Reference data at Innopoli 3 car park were collected using the same laser scanner as at FGI. The data were acquired with resolution settings providing a point spacing of 3.1 mm and 6.3 mm at a 10-m distance from the scanner (angular resolution 0.018 and 0.036

^{\circ}

). Twenty three scans in total were conducted covering two floors and a ramp in a car park. The distance between scan positions varied from 10–20 m. The scans were matched together using visual alignment and the cloud-to-cloud method in the Leica Cyclone 9.0 software. The RMS error for registration was 5.7 mm. The same registration method was employed to transfer the compared point clouds into the same coordinates.

Reference data at the Startup Sauna test site were collected with the Faro Focus 3D laser scanner with a total of 28 scans, using multiple spherical scan targets. The distance between scan positions was from 3–8 m, with scans taken at different heights, due to the complex indoor space topology. The total point cloud size of 800 million points was reduced to 1:10 with Faro software.

3.2. Matterport

Matterport is motorized, tripod-mounted 3D camera that uses PrimeSense chips. Their accuracy has been evaluated in [37]. 2D and 3D sensors capture high-dynamic-range (HDR) images and depth image data; see Figure 3.

Figure 3. Matterport.

The camera system spins in place and transfers the data to the 3D Capture app on an iPad in 30 s. 3D Capture app is also used to visualize scanning progress and edit scans on the fly. The distance between neighboring stations is within 1–3 m, and the 3D Capture app stitches transferred scans together automatically. Captured projects can be uploaded to to Matterport’s cloud servers for more complete and detailed post-processing. The Matterport Cloud creates a 3D model that combines HDR-quality imagery with dimensional geometry. Polygonal meshes can be streamed to the Matterport 3D Showcase media player. Furthermore, users can view the 3D models through their web browsers using the Unity multimedia plug-in. It is possible to move through the interior and then zoom out to a dollhouse or floor plan view of the model. The virtual reality (VR) 3D scene can be experienced by using VR platforms like the Samsung Gear VR headset. As an alternative to the VR, 3D files (.obj) of the scanned scene are downloadable. These 3D files can be transferred to point clouds, as we have done.
:::::
### Task A
List every measurement in millimeters that the scanning text gives.
### Task B
Please return the scanning text from "3.2. Matterport" up to and including "Figure 3. Matterport.", word for word.

[Pointing dataset entries]
:::::
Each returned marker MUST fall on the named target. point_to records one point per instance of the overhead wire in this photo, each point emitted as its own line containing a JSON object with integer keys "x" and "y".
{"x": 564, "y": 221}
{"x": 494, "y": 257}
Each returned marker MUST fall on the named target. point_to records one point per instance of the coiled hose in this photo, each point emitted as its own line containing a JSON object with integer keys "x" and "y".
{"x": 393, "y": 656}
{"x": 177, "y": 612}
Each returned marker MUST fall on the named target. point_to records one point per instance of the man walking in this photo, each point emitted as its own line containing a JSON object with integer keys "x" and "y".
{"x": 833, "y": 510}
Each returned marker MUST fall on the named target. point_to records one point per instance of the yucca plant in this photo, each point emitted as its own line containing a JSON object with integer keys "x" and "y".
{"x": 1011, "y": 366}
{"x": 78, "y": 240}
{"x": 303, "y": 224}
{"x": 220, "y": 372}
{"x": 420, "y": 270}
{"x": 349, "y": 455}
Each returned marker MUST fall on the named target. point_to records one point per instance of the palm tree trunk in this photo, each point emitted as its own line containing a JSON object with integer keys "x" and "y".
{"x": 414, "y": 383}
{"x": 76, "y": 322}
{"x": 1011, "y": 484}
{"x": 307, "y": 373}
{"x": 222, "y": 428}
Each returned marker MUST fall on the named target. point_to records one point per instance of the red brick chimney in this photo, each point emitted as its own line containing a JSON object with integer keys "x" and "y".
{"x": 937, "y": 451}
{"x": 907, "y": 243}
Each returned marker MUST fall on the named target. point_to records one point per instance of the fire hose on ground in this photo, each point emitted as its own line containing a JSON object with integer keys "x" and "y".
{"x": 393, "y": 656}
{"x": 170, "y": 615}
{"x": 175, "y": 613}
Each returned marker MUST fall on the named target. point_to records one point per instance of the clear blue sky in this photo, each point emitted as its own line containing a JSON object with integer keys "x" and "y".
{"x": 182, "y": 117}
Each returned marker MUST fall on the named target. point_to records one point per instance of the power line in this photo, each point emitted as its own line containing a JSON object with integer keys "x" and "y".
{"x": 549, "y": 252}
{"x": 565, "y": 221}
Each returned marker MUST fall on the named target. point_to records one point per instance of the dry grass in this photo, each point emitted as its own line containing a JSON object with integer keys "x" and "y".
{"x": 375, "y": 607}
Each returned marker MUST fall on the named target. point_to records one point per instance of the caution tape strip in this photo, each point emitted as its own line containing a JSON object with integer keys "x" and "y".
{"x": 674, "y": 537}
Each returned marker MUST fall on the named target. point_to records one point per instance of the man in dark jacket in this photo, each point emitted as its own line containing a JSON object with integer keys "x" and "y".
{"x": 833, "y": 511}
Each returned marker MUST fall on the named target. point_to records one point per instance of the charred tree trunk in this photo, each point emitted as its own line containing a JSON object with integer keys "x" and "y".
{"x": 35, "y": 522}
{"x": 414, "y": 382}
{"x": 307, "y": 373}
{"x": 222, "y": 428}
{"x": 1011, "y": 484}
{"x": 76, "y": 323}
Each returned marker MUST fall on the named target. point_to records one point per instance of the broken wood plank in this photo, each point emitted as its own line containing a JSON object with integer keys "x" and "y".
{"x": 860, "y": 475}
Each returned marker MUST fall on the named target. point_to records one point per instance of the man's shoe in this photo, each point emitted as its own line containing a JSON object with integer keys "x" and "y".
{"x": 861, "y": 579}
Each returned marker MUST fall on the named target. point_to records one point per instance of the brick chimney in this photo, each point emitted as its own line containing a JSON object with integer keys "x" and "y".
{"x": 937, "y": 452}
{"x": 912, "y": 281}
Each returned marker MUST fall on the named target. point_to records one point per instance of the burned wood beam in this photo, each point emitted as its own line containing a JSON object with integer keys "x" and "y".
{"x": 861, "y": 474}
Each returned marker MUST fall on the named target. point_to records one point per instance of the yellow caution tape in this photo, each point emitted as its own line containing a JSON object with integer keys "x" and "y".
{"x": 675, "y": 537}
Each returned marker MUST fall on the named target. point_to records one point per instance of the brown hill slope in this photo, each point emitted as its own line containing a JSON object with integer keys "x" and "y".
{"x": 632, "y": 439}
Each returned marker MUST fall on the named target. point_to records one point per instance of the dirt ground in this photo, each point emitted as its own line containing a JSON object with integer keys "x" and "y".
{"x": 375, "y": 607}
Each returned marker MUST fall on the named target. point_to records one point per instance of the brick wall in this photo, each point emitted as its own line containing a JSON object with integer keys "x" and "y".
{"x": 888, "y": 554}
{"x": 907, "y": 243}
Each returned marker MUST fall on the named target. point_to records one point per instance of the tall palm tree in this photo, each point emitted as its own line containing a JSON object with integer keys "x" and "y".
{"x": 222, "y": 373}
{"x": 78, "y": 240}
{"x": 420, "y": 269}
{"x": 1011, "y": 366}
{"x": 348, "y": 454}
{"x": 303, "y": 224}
:::::
### Expected answer A
3.1 mm
6.3 mm
5.7 mm

### Expected answer B
3.2. Matterport

Matterport is motorized, tripod-mounted 3D camera that uses PrimeSense chips. Their accuracy has been evaluated in [37]. 2D and 3D sensors capture high-dynamic-range (HDR) images and depth image data; see Figure 3.

Figure 3. Matterport.